Set every record down again, identical to the original.

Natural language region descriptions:

==========

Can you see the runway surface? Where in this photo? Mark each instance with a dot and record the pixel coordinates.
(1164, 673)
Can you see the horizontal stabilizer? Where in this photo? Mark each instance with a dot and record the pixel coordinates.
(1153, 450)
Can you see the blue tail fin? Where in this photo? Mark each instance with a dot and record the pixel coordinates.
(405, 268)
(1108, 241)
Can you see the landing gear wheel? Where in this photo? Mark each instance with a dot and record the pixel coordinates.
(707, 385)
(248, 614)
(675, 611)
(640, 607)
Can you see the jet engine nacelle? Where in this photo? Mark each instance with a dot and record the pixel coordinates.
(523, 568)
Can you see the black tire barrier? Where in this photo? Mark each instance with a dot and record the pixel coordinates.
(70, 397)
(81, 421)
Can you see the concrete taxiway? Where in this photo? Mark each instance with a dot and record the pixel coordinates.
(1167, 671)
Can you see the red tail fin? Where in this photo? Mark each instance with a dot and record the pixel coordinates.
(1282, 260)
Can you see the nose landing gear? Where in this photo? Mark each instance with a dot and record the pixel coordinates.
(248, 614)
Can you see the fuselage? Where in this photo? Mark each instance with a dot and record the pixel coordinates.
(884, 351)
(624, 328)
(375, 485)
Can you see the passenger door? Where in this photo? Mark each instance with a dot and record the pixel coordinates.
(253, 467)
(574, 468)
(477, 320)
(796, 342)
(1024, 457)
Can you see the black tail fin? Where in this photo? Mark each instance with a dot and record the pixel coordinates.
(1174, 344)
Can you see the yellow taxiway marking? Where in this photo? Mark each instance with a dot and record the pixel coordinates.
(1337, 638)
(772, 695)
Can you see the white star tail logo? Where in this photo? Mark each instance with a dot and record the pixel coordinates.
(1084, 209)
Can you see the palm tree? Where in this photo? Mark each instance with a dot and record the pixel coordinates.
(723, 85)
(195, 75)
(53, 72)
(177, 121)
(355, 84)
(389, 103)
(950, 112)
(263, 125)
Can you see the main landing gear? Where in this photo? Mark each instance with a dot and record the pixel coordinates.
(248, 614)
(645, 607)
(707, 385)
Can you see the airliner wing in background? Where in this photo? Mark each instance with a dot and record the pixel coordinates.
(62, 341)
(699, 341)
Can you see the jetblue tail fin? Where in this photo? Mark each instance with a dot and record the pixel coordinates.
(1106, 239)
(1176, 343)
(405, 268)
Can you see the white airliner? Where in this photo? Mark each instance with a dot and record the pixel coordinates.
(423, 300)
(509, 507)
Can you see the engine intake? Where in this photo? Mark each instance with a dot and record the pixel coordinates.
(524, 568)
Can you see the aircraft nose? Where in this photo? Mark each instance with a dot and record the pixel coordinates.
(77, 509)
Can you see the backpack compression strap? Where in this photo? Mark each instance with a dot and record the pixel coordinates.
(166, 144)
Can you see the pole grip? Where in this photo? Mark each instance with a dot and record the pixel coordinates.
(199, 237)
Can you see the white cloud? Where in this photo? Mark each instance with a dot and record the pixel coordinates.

==========

Your solution>
Can you see the runway surface? Where in this photo? Mark each instance with a dot and record the pixel coordinates.
(1164, 673)
Can you see the horizontal stabilizer? Where in this photo? Mark each instance with a dot and record the pixel coordinates.
(1153, 450)
Can you see the blue tail fin? Where in this photo? Mark each instance with a dot and record the pixel coordinates.
(405, 268)
(1108, 241)
Can you see the landing gear wheel? Where in this photo? Mark each instance with a dot and record the pixel coordinates.
(707, 385)
(248, 614)
(675, 611)
(640, 607)
Can you see the jet engine nacelle? Where in this photo? Mark each instance with a dot and record the pixel coordinates.
(523, 568)
Can you see the black tire barrier? Where in this photo? Mark each instance with a dot and record the pixel coordinates.
(70, 397)
(81, 421)
Can you see the concrete taxiway? Where in this photo? Mark each instance with a dot and record the pixel coordinates.
(1167, 671)
Can you see the red tail fin? Where in this photo? Mark each instance with a dot and record the pixel coordinates.
(1282, 260)
Can you see the nose landing gear? Where in this photo? Mark each instance with a dot and record the pixel coordinates.
(248, 614)
Can you see the fuselage? Where in this photo? Mark each instance with a dot and record the pixel coordinates.
(884, 351)
(624, 328)
(375, 485)
Can you see the passenger door? Where in this photo? Mark each instance with a dot and record the pixel coordinates.
(253, 467)
(574, 468)
(477, 320)
(796, 342)
(1024, 457)
Can you see the black tail fin? Where in this photo? Mark each instance with a dot and record the pixel coordinates.
(1174, 344)
Can you see the yellow taxiway marking? Where in this photo? Mark each instance with a dot and record the pixel coordinates.
(1337, 638)
(772, 695)
Can you see the white star tail logo? Where in this photo? Mark each instance with a dot and record the pixel coordinates.
(1084, 209)
Can you see the palm tree? Where in this photo? Mark each instance with a dot and record the pixel coordinates.
(723, 85)
(195, 75)
(53, 72)
(177, 121)
(355, 84)
(389, 103)
(950, 112)
(263, 125)
Can you see the main landing gear? Where in this photo? Mark each instance with a dot and record the pixel coordinates.
(248, 614)
(645, 607)
(707, 385)
Can you see the airliner wing in background? Where in this photo? Mark each instance with a dot and record the pixel coordinates.
(62, 341)
(699, 341)
Can you see the jetblue tail fin? Where in this photo? Mark each instance with a dot and record the pixel coordinates.
(1106, 239)
(1176, 343)
(405, 268)
Can you see the white airliner? Where in this photo? Mark each instance with a dot and record the pixel coordinates.
(423, 300)
(509, 507)
Can you see the engine intake? Where in this photo? Mark each instance with a dot and record the pixel coordinates.
(524, 568)
Can you see the aircraft nose? Where in this photo? Mark each instance with a dot and record the pixel coordinates.
(77, 509)
Can you see the backpack compression strap? Where in this photo? Mark each instance with a dot and record the pixel coordinates.
(166, 144)
Can you see the pole grip? Where in this photo? Mark each instance with a dot and record the pixel coordinates.
(199, 237)
Can you see the white cloud? Where in this photo? Mark each instance with a dot and record the pixel coordinates.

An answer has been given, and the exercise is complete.